[Selection]:

All   characters   in   header   records   are   represented   by   using   8-bit 
characters   in   the   local   variant   of   ASCII.     Each   field   within   the 
structure   is   contiguous;   that   is,   there   is   no   padding   used   within 
the   structure.     Each   character   on   the   archive   medium   is   stored 
contiguously. 

Bytes   representing   the   contents   of   files   (after   the   header   record   of 
each   file)   are   not   translated   in   any   way   and   are   not   constrained   to 
represent   characters   in   any   character   set.     The   @code{tar}   format 
does   not   distinguish   text   files   from   binary   files,   and   no 
translation   of   file   contents   is   performed. 

The   @code{name},   @code{linkname},   @code{magic},   @code{uname},   and 
@code{gname}   are   null-terminated   character   strings.     All   other 
fileds   are   zero-filled   octal   numbers   in   ASCII.     Each   numeric   field 
of   width   @var{w}   contains   @var{w}@minus{}   2   digits,   a   space,   and   a   null, 
except   @code{size},   and   @code{mtime},   which   do   not   contain   the 
trailing   null. 

The   @code{name}   field   is   the   pathname   of   the   file,   with   directory 
names   (if   any)   preceding   the   file   name,   separated   by   slashes. 

The   @code{mode}   field   provides   nine   bits   specifying   file   permissions 
and   three   bits   to   specify   the   Set   UID,   Set   GID,   and   Save   Text 
(``stick ' ')   modes.     Values   for   these   bits   are   defined   above.     When 
special   permissions   are   required   to   create   a   file   with   a   given   mode, 
and   the   user   restoring   files   from   the   archive   does   not   hold   such 
permissions,   the   mode   bit(s)   specifying   those   special   permissions 
are   ignored.     Modes   which   are   not   supported   by   the   operating   system 
restoring   files   from   the   archive   will   be   ignored.     Unsupported   modes 
should   be   faked   up   when   creating   or   updating   an   archive;   e.g.   the 
group   permission   could   be   copied   from   the   @code{other}   permission.

[Recorded information]:
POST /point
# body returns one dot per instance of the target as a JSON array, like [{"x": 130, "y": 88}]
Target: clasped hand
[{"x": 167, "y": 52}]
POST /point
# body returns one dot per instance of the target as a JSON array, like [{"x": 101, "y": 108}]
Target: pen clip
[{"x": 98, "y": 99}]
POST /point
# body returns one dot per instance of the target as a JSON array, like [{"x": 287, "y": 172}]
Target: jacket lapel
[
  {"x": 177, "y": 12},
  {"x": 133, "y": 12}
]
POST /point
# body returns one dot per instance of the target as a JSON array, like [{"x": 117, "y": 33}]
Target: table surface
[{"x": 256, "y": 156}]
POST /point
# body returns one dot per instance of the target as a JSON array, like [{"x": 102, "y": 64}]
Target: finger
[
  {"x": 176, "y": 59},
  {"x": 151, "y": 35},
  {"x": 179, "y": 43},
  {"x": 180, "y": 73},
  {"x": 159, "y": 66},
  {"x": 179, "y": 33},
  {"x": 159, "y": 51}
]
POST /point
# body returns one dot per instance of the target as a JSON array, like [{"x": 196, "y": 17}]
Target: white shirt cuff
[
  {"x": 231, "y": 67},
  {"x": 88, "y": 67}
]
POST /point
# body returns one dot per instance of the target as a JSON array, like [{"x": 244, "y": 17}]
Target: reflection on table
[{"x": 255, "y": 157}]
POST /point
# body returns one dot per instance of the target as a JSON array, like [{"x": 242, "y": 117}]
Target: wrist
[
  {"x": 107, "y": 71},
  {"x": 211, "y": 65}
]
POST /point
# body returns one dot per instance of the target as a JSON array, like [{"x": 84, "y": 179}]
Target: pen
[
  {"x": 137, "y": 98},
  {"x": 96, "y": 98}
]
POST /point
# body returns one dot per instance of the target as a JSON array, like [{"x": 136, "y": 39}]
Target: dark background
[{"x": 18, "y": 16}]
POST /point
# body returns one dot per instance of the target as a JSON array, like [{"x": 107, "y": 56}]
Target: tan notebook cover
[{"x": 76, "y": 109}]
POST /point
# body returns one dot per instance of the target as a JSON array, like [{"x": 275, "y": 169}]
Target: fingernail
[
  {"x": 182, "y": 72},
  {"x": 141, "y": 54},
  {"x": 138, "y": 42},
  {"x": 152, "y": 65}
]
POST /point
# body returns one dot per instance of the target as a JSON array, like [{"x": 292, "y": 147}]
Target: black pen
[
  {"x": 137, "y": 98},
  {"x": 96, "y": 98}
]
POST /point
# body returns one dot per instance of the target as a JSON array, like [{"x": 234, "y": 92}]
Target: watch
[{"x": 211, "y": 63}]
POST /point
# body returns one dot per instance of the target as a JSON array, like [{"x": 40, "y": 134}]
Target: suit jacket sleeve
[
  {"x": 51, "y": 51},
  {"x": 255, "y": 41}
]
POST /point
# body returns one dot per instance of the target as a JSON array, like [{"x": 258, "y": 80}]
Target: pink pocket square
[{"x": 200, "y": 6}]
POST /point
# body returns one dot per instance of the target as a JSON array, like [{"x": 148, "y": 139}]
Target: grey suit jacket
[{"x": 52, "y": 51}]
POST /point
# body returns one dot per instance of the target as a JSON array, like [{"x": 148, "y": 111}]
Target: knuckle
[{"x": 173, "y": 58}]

==

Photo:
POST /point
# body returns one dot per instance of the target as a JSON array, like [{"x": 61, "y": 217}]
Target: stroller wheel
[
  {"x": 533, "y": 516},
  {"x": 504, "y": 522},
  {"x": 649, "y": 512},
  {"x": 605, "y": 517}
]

[Written task]:
According to the passage on the tar format, what does the mode field provide? The records have nothing to do with the task.

[Answer to the exercise]:
It provides nine bits that specify file permissions and three bits that specify the Set UID, Set GID, and Save Text modes.